Pengarang menyodorkan karya sastra sebagai alternatif untuk menghadapi permasalahan yang ada, mengingat karya sastra erat kaitannya denag kehidupan masyarakat. Hal ini sesuai dengan asumsi bahwa sastra diciptakan tidak dalam kekosongan budaya (Teew, 1989;20). Novel dilatasi Memori Cinta Karya Ari Nur yang dijadikan sebagai objek analisis ini yang kehadirannya tentu tidak dalam kekosongan budaya. Pengarang tentu melihat suatu tata nilai yang terdapat didalam masyarakat, kemudian menanggapinya melalui karya sastra.
Novel Dilatasi Memori Cinta menceritakan kehidupan dari seorang santri yang bernama Rafli, termasuk seluk beluk pesantrennya. Nuansa Jawa yang sangat kental sekali dan lekat dengan novel ini. Dilatasi Memori Cinta adalah salah satu novel yang berkharakter “cinta dengan keagamaan”, dalam artian segala sesuatu yang ditulis semua menggambarkan suasana masyarakat dan budaya serta keagamaan. Alur penokohan berjalan secara beruntun dan pada akhir cerita pembaca diajak berfikir mengenai kematian tokoh utama Rafli, cinta pertamanya Rani, cinta keduanya bernama Vivid dan kehidupan sahabatnya Ryan. Teman cinta, persahabatan dan keformalan tradisi yang masih dianut oleh sebagian orang jawa, masih cukup menarik untuk dijual kepada pembaca.
Senada dengan hal diatas, salah seorang pengarang muda karya sastra islam yang sangat terkenal di Indonesia saat ini adalah Ari Nur. Karya-karyanya telah dipublikasikan antara lain di Jawa Post, Seputar Indonesia, Bandung Post dan Buletin Savoir. Ia juga pernah menjadi juara III dalam lomba puisi se-UIN Sunan Kalijaga Yogyakarta (2005). Karya-karya Ari Nur banyak mengandung pesan, nilai kehidupan dan religius atau keagamaan yang dapat direnungkan dan dihayati pembaca melalui pembicaraan atau dialog yang terjadi di seputar pesantren, setidaknya sampai saat ini, tetap merupakan topic yang menarik bagi sebagian kalangan.
Beberapa hal yang membuat novel tersebut masih diminati diantaranya : (1) sejak awal kemunculan pesantren dianggap sebagai perwujudan dari startegi islam untuk “menyembunyikan” dari pengaruh barat, (2) pesantren merupakan model pendidikan pertama nusantara yang awal kemunculannya lebih merupakan perkembangan pengajaran agama islam oleh generasi terdahulu di berbagai tempat, seperti halnya surau, langgar, masjid yang sudah tidak mampu lagi menampung santri mengaji agama islam, (3) sebagai langkah identifikasi dan efektivitas penerapan sistem pendidikan dan pelajaran agama islam itu sendiri.
▬▬▬▬▬▬▬▬▬▬
» **Daftar Tugas**:
**a)** Terjemahkan kalimat "Novel Dilatasi Memori Cinta menceritakan kehidupan dari seorang santri yang bernama Rafli, termasuk seluk beluk pesantrennya." dari teks tentang novel Dilatasi Memori Cinta ke dalam bahasa Inggris.
**b)** Tampilkan kembali tanpa perubahan bagian teks tentang novel Dilatasi Memori Cinta yang dimulai dengan "Beberapa hal yang" dan berlanjut hingga "islam itu sendiri.".
**c)** Teruskan teks tentang novel Dilatasi Memori Cinta setelah kalimat terakhirnya.
Baris-baris data merupakan bahan tersendiri yang terpisah dari teks di atas.

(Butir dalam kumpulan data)
▬▬▬▬▬▬▬▬▬▬
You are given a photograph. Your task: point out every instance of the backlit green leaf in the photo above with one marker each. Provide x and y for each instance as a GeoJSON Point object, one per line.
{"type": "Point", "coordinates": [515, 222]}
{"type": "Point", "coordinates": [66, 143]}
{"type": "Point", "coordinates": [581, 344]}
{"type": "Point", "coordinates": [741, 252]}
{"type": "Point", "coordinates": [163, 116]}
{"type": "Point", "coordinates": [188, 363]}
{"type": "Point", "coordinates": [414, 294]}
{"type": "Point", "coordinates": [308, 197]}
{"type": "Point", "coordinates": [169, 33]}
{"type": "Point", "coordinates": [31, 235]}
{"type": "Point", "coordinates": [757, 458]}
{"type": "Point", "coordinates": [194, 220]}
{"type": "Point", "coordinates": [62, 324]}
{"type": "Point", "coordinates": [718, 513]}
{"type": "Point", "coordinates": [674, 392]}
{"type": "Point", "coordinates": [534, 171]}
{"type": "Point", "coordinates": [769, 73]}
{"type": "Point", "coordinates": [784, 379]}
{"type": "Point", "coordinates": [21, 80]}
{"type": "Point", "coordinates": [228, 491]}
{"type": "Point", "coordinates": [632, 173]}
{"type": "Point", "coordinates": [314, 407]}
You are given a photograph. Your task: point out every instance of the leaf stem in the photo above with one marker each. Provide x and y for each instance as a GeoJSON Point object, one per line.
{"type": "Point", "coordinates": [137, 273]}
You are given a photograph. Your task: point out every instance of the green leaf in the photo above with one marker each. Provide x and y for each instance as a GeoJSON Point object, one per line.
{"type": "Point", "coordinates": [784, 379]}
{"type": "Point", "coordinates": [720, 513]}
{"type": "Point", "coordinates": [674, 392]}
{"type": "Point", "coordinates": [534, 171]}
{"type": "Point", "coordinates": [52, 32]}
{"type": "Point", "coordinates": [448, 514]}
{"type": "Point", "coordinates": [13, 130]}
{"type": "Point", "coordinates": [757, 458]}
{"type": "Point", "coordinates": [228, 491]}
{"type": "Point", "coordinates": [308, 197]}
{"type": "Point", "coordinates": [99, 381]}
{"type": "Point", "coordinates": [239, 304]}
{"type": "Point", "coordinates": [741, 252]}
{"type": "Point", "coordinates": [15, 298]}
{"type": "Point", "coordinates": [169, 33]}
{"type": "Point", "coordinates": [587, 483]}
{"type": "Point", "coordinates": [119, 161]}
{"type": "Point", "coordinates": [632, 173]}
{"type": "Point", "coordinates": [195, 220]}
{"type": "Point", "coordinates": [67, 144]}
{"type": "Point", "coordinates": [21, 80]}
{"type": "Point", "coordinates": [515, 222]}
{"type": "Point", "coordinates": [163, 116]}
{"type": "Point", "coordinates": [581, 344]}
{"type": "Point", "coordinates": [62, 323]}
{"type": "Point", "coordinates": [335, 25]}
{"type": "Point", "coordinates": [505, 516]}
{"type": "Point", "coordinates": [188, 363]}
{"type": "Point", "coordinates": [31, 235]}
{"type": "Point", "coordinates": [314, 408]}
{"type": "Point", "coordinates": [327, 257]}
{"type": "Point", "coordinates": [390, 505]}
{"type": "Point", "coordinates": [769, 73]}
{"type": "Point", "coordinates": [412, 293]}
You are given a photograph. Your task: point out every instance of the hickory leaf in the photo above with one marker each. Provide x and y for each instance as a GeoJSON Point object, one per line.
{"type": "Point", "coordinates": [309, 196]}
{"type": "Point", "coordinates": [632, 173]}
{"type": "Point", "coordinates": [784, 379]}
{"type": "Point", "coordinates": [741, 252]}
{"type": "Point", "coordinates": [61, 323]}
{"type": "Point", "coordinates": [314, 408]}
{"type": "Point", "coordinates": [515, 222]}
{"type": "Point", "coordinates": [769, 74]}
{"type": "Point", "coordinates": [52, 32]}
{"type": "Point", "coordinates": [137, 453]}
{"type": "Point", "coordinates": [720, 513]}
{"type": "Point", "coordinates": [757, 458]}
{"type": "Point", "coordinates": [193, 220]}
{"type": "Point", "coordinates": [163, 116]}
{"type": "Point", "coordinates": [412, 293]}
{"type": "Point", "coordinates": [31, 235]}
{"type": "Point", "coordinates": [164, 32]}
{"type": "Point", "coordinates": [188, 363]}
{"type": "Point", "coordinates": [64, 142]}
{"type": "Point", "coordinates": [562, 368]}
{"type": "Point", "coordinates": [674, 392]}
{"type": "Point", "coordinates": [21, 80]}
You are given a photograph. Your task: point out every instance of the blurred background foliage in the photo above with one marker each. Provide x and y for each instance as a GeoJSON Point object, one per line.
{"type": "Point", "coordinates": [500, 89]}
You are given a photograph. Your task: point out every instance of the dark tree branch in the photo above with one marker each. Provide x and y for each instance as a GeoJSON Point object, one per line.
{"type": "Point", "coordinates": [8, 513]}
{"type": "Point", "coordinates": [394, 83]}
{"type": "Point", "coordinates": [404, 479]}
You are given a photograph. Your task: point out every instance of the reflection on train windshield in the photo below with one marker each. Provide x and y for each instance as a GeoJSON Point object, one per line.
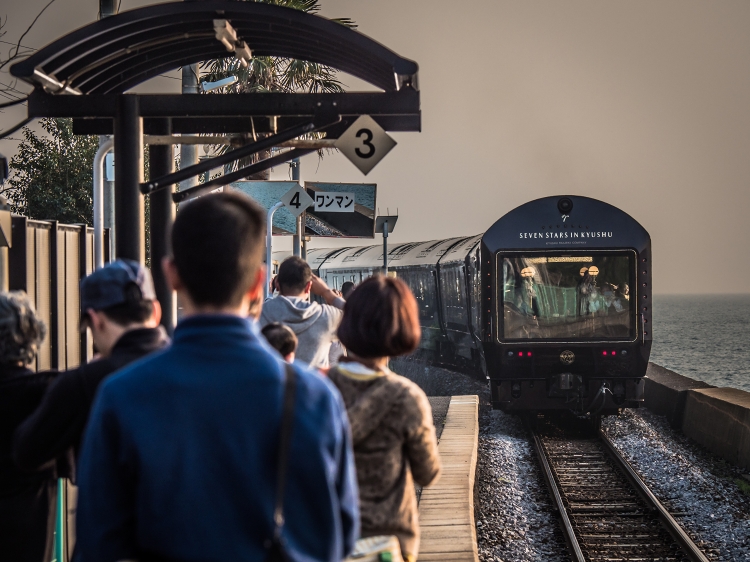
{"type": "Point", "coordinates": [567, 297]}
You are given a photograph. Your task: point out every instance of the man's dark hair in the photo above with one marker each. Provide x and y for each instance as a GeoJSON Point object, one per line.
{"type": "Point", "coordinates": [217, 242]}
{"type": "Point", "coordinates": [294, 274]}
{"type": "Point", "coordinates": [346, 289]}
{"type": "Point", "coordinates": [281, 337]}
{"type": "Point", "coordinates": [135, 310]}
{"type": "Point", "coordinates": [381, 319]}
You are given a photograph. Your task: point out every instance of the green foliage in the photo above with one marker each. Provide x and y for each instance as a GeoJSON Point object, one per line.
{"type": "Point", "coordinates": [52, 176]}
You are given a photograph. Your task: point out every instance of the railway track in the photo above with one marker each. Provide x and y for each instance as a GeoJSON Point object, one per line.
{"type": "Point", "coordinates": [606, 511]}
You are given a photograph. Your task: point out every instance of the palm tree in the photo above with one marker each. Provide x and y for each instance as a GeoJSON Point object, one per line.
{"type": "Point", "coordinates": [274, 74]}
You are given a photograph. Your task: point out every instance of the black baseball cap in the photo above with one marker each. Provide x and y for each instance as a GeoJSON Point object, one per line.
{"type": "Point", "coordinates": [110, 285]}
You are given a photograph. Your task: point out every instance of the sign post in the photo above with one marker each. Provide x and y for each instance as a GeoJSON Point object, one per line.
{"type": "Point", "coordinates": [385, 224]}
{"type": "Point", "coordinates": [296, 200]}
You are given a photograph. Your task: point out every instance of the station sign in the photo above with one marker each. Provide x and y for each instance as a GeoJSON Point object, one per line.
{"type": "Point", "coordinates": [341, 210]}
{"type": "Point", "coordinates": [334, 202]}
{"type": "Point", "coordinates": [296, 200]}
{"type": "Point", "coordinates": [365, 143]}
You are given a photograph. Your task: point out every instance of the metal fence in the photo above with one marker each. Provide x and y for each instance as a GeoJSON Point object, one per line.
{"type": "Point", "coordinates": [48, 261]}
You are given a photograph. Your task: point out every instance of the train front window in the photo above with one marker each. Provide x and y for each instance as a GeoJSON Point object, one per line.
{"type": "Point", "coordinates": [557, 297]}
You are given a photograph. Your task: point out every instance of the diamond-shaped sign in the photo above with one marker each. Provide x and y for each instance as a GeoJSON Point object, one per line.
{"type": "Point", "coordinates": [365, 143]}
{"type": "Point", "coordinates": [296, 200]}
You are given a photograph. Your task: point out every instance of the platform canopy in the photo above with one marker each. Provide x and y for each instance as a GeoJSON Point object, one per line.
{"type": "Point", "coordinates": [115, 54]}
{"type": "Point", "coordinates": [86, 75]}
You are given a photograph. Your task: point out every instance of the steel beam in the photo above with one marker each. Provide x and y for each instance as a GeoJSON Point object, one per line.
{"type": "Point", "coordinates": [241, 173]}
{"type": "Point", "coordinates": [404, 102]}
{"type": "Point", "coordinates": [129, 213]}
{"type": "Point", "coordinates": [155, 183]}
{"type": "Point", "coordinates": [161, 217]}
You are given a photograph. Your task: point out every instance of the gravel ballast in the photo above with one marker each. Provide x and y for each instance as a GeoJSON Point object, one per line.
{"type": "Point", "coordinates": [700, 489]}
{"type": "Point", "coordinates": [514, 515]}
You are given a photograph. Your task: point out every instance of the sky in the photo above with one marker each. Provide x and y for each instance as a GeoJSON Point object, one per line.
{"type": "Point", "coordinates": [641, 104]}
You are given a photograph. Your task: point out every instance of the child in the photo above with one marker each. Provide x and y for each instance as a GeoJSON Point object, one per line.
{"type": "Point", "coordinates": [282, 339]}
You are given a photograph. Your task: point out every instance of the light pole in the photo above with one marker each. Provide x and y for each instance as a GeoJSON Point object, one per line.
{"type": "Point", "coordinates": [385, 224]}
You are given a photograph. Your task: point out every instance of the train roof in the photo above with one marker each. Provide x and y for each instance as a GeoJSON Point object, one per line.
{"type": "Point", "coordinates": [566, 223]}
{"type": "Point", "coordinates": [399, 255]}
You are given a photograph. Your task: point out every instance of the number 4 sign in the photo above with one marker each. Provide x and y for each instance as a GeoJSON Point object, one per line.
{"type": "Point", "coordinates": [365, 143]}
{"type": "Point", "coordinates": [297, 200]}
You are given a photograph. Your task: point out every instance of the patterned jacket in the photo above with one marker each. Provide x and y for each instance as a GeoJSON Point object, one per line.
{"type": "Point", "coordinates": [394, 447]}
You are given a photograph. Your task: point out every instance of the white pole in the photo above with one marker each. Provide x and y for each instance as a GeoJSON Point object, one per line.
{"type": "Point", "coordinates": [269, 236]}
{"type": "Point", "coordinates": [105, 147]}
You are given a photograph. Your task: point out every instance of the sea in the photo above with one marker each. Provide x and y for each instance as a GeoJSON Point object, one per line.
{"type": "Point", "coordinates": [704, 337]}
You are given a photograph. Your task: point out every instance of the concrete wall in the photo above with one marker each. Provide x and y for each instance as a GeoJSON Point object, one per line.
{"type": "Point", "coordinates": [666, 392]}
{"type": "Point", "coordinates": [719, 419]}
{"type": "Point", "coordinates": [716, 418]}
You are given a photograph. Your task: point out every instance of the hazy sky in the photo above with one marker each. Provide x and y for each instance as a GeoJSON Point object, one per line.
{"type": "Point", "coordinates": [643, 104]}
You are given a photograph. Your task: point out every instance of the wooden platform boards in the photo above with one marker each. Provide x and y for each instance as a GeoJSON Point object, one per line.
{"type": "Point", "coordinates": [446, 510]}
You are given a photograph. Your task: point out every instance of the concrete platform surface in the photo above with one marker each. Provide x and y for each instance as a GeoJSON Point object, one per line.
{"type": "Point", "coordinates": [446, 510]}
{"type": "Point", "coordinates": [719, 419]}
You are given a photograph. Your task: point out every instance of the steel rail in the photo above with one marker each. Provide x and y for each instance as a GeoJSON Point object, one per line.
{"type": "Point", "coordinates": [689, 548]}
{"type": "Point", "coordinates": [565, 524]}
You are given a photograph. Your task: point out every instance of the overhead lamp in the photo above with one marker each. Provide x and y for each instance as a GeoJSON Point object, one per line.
▬▬▬▬▬▬▬▬▬▬
» **Jawaban Tugas**:
**a)** The novel Dilatasi Memori Cinta tells the life of an Islamic boarding school student named Rafli, including all the ins and outs of that student's Islamic boarding school.

**b)**
Beberapa hal yang membuat novel tersebut masih diminati diantaranya : (1) sejak awal kemunculan pesantren dianggap sebagai perwujudan dari startegi islam untuk “menyembunyikan” dari pengaruh barat, (2) pesantren merupakan model pendidikan pertama nusantara yang awal kemunculannya lebih merupakan perkembangan pengajaran agama islam oleh generasi terdahulu di berbagai tempat, seperti halnya surau, langgar, masjid yang sudah tidak mampu lagi menampung santri mengaji agama islam, (3) sebagai langkah identifikasi dan efektivitas penerapan sistem pendidikan dan pelajaran agama islam itu sendiri.

**c)**
Dari uraian diatas, maka penulis akanb tertarik untuk meneliti dari segi pemahaman krtitik pragmatik dalam Novel Dilatasi Memori Cinta Karya Ari Nur.
B. Rumusan Masalah
Adapun rumusan masalah dalam karya ilmiah ini adalah bagaimanakah Novel Dilatasi Memori Cinta Karya Ari Nur dipandang dari segi pemahaman kritik pragmatik.
C. Tujuan
Adapun tujuan dari penulisan karya ilimiah ini adalah untuk mengetahui bagaimana pemahaman kritik pragmatik dalam Novel Dilatasi Memori Cinta Karya Ari Nur.
D. Manfaat
1. Manfaat teoritis
Secara teoritis karya Ilmiah ini bermanfaat untuk pembaca dan mengkritik sastra dalam penganalisis aspek kesenangan, keindahan dan pendidikan dalam sebuah novel serta sebagai pemantapan dan pengokohan teori mengenai unnsur
Pragmatik.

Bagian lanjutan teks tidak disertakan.